Job
Print each of the following lines exactly, with no changes.

□ □ □ □ □ □ □

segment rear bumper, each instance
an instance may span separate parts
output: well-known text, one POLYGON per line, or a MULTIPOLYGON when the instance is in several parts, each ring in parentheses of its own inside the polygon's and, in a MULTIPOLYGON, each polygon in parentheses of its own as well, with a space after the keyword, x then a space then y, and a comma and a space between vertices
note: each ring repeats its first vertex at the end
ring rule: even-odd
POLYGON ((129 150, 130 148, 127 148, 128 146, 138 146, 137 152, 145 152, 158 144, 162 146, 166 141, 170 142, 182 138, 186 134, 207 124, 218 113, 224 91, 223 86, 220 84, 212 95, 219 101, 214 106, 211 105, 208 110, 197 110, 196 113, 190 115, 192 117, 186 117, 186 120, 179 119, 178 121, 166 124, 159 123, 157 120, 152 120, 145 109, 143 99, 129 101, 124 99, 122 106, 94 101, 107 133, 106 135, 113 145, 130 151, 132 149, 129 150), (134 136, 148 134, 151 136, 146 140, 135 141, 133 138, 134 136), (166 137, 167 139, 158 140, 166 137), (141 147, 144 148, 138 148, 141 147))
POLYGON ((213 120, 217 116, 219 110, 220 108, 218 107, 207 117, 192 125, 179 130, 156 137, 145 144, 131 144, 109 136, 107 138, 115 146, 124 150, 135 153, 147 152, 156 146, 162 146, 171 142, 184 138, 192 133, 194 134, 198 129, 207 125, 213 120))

□ □ □ □ □ □ □

Solved exercise
segment rear bumper, each instance
an instance may span separate parts
output: well-known text, one POLYGON per line, or a MULTIPOLYGON when the instance is in several parts, each ring in parentheses of its own inside the polygon's and, in a MULTIPOLYGON, each polygon in parentheses of its own as well, with a space after the keyword, x then a space then y, and a comma and a space between vertices
note: each ring repeats its first vertex at the end
ring rule: even-odd
POLYGON ((129 150, 130 148, 127 148, 128 146, 138 146, 137 152, 145 152, 158 144, 162 146, 166 141, 170 142, 182 138, 186 134, 207 124, 218 113, 224 91, 223 86, 220 84, 212 95, 219 101, 214 106, 211 105, 208 110, 197 110, 196 113, 190 115, 192 117, 186 117, 186 120, 179 119, 178 121, 166 124, 159 123, 157 120, 152 120, 145 109, 143 99, 129 101, 124 99, 122 106, 94 101, 107 133, 106 135, 113 145, 130 151, 132 149, 129 150), (134 136, 148 134, 151 136, 146 140, 135 141, 133 138, 134 136), (166 137, 167 139, 158 140, 166 137), (141 147, 144 148, 138 148, 141 147))
POLYGON ((213 120, 217 116, 219 110, 220 108, 218 107, 207 117, 192 125, 179 130, 156 137, 145 144, 131 144, 109 136, 107 138, 115 146, 124 150, 135 153, 147 152, 156 146, 162 146, 171 142, 184 138, 192 133, 194 134, 198 129, 207 125, 213 120))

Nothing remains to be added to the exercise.